Watch out for Mac Defender

Part of the reason why Macs don’t get viruses is because OS X is a solid operating system. In order to install software that affects the core system, the user has to authenticate with their username and password. However, the main reason why Macs don’t get viruses is because the programmers are targeting the biggest beast out there, namely PCs.

So it would stand to reason that once more buyers start gravitating toward Macs, that the programmers would as well. And with Mac Defender, that’s just what they’ve done.

Call it the “shot heard around the world” for Macs.

Mac Defender is essentially “scareware.” Once on a Mac, it displays annoying pop ups that announce your system is infected. Conveniently enough, it prompts you to enter your credit card information to buy it and you’ll get full protection. This part is actually worse than the infection, because who knows what they’ll do with your credit card information.

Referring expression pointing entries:
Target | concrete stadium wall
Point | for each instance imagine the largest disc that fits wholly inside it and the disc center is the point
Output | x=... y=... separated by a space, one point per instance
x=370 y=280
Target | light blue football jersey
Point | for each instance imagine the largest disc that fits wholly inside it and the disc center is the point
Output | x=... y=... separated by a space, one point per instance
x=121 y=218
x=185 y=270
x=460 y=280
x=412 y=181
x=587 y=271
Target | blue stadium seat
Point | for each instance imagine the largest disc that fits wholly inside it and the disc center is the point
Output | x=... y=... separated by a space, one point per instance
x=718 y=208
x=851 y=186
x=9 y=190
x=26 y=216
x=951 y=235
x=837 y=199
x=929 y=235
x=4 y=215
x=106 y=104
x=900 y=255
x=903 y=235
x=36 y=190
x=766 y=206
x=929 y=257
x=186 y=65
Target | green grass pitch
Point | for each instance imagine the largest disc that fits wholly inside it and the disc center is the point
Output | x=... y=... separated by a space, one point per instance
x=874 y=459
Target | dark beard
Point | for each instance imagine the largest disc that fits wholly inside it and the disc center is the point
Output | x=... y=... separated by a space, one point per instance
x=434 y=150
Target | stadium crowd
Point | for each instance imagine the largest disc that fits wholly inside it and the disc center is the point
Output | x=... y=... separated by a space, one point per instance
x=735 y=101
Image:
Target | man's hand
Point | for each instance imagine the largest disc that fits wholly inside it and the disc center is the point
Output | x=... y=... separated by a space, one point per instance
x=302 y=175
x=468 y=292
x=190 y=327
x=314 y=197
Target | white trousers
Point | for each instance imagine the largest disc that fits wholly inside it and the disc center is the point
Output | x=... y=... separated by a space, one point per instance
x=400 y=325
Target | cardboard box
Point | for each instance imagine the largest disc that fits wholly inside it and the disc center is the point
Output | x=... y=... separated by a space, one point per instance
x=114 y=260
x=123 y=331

#### INSTRUCTIONS
A - In the Mac Defender text, what must a user do before installing software that affects the core OS X system?
B - Continue the Mac Defender text from its last sentence.

#### EXERCISE ANSWERS
A - The user must authenticate with their username and password.

B -
What makes Mac Defender even more nasty is that it’s been modified so that it doesn’t need any authentication to install. Apple released a security update for it, but the programmers just worked around it.

All this begs the question, “Should Macs have anti-virus installed?” While having anti-virus is always a good idea, I’m not ready to shell out money for a yearly subscription to Norton just yet. I think it’s still early enough that there’s not many threats out there. Right now a Mac user’s main defense is common sense. Don’t open stuff from people you don’t know. Don’t authenticate the installation of an app you’re not sure about. And keep a weather eye open on Mac sites and forums any reports of viruses.

If you do feel like you’ve like that added sense of security, ClamXav is anti-virus freeware.